__EXERCISE INSTRUCTIONS__. Repeat word for word the stretch of items running from the line that contains "Where can you find the tree" through the last line of the items.

__SUPPLIED ENTRIES__.
··········
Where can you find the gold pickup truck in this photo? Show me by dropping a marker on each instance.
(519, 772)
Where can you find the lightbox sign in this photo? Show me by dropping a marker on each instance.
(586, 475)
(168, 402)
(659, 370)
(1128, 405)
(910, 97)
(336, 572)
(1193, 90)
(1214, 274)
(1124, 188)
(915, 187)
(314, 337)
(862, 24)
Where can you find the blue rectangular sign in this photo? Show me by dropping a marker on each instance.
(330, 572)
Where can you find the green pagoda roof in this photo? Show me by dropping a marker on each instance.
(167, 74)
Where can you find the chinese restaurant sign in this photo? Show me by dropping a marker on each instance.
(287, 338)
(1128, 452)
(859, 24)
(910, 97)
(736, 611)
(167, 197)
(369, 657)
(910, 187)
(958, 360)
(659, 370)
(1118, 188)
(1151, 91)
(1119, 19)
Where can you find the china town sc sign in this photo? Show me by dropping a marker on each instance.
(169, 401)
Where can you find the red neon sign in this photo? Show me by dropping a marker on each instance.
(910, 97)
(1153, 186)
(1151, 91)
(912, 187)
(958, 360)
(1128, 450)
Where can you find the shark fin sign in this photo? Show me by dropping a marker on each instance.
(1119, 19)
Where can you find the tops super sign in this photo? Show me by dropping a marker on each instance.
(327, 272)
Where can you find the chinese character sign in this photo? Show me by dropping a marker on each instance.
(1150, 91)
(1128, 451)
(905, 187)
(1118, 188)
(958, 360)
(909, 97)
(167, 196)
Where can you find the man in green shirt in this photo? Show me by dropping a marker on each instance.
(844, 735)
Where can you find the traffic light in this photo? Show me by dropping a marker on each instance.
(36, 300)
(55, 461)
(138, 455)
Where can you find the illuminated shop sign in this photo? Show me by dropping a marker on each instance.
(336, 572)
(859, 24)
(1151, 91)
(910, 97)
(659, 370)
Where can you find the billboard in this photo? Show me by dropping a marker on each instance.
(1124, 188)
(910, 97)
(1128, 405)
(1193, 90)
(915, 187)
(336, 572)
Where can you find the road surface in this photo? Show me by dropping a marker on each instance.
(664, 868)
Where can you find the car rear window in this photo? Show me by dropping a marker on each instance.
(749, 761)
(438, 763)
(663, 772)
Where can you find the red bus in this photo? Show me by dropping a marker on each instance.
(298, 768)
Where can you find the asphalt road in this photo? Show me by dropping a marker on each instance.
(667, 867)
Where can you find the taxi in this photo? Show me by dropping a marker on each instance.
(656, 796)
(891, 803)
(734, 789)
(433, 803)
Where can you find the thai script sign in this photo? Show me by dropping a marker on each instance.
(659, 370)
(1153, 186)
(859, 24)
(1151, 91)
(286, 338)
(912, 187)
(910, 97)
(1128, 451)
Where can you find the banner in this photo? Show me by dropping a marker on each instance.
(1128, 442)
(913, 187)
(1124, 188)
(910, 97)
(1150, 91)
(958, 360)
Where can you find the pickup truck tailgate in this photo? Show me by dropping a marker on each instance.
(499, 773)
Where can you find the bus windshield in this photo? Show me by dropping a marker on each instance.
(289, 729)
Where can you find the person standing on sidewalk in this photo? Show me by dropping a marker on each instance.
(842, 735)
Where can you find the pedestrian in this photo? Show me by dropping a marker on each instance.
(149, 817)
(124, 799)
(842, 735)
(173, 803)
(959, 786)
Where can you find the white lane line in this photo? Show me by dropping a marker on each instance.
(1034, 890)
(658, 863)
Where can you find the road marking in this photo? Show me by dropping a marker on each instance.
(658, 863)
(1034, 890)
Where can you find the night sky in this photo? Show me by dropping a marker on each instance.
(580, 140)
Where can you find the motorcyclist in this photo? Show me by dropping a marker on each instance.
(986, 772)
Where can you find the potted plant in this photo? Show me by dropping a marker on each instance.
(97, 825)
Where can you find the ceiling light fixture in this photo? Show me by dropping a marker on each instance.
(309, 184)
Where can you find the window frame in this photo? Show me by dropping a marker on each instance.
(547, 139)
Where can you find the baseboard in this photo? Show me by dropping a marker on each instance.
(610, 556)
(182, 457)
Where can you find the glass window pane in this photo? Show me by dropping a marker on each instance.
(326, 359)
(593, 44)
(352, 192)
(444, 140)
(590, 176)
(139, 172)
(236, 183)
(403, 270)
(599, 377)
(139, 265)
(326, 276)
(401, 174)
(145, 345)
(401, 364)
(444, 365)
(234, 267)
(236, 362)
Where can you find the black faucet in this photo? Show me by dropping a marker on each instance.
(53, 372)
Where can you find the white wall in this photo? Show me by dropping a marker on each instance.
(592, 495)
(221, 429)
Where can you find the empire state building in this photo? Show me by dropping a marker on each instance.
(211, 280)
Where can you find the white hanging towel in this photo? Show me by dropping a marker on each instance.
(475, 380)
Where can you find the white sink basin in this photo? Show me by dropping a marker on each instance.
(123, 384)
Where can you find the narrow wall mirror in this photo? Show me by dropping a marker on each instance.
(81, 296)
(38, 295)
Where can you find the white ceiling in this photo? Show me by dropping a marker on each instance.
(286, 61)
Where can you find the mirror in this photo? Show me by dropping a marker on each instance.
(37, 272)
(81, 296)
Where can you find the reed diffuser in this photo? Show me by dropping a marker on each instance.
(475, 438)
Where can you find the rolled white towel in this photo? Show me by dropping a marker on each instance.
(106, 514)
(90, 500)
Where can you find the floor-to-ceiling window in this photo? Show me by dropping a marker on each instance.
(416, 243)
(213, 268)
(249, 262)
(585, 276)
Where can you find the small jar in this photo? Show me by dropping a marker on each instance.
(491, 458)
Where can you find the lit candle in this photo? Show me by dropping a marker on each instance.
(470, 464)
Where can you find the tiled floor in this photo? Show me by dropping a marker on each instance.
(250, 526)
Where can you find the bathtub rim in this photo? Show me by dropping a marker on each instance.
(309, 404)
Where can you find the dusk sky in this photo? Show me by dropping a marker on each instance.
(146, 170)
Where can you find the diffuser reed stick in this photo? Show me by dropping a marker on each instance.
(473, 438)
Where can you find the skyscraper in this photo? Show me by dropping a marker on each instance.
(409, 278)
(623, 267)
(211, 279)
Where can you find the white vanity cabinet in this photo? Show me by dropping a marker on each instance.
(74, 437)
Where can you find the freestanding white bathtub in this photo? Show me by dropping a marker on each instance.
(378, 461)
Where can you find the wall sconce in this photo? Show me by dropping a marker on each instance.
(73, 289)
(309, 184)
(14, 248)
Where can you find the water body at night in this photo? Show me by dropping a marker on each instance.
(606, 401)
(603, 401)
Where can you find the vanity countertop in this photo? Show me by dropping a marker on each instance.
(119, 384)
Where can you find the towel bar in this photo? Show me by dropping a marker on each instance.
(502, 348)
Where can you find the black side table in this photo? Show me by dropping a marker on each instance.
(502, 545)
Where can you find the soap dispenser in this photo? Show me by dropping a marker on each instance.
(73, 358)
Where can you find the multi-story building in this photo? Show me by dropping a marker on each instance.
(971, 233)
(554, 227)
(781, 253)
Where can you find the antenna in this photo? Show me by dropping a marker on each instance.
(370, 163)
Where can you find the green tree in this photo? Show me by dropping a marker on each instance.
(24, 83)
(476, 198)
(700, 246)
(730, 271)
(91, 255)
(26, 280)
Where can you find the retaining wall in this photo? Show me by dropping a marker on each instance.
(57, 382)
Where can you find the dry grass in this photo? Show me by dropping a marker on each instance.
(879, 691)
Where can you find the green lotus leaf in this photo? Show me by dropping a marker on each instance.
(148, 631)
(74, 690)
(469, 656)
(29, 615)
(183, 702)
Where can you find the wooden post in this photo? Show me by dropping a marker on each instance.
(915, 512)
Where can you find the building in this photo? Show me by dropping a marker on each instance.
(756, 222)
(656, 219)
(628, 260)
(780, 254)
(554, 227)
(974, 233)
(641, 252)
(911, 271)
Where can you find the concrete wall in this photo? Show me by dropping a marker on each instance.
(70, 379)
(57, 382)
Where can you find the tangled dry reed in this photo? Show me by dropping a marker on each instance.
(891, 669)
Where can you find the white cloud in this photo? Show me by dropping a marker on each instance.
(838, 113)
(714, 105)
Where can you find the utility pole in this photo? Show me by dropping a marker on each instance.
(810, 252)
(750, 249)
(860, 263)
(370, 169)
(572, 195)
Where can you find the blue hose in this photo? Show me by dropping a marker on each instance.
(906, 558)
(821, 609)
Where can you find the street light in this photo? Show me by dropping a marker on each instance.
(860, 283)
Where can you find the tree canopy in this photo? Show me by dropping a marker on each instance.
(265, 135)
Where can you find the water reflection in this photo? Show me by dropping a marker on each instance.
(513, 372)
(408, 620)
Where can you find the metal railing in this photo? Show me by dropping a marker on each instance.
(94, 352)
··········
__IN RESPONSE__.
Where can you find the tree canopy in this photo? Show me by dropping a marker on each instance.
(265, 135)
Where can you find the water reflection in this photo? Show me by dropping a marker on each instance.
(513, 372)
(408, 620)
Where can you find the metal railing in this photo? Show me by dropping a marker on each instance.
(94, 352)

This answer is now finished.